Il tempo di rifocillarsi e si va a sentire, seppur in posizione molto defilata, il set dei piacentini Forgotten Tomb, tra gli esponenti più fulgidi di quel filone del doom metal molto avvezzo a tematiche vicine al dolore estremo, alla depressione che può portare anche a gesti inconsulti come il maltrattamento viscerale del proprio corpo. Sinceramente, non è mai stata una proposta che ho considerato, e l’ho tenuta sempre fuori dai miei ascolti. Sentendo il loro live incentrato sui brani facenti parte del loro album (forse) di maggior successo come ‘Songs To Leave’, bisogna ammettere che il loro sound non è così estremo come lo si potrebbe pensare, nonostante lo scream lacerante del leader Herr Morbid fosse davvero ai limiti dello straziante (ovviamente da prendere come punto di vista tendente al complimento). E quindi, seguendo la band da lontano, si può infine notare un certo interesse che può anche portare ad un giusto e doveroso rispetto.

= COMPITO ASSEGNATO 1 =
Disponi le voci del Blocco 1 in un elenco numerato, omettendo le righe vuote.
Il testo e le voci sono indipendenti l'uno dalle altre.

= VOCI FORNITE =
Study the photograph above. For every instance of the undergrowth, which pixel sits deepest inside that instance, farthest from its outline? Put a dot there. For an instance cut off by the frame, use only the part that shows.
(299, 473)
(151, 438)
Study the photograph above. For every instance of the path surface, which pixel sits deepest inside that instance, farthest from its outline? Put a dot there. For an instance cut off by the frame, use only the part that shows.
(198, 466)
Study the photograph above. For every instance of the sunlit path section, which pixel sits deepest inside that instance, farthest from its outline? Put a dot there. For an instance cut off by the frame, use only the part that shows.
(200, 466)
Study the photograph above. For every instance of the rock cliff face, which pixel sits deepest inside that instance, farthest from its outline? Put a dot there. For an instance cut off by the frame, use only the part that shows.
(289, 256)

= COMPITO ASSEGNATO 2 =
Rispondi alle seguenti domande sul testo riguardante i Forgotten Tomb:
(a) Di quale città sono i Forgotten Tomb?
(b) Quale album viene indicato come il loro (forse) di maggior successo?
(c) Chi è il leader della band?

= RISPOSTA COMPLETA 1 =
1. Study the photograph above. For every instance of the undergrowth, which pixel sits deepest inside that instance, farthest from its outline? Put a dot there. For an instance cut off by the frame, use only the part that shows.
2. (299, 473)
3. (151, 438)
4. Study the photograph above. For every instance of the path surface, which pixel sits deepest inside that instance, farthest from its outline? Put a dot there. For an instance cut off by the frame, use only the part that shows.
5. (198, 466)
6. Study the photograph above. For every instance of the sunlit path section, which pixel sits deepest inside that instance, farthest from its outline? Put a dot there. For an instance cut off by the frame, use only the part that shows.
7. (200, 466)
8. Study the photograph above. For every instance of the rock cliff face, which pixel sits deepest inside that instance, farthest from its outline? Put a dot there. For an instance cut off by the frame, use only the part that shows.
9. (289, 256)

= RISPOSTA COMPLETA 2 =
(a) Sono piacentini.
(b) 'Songs To Leave'.
(c) Herr Morbid.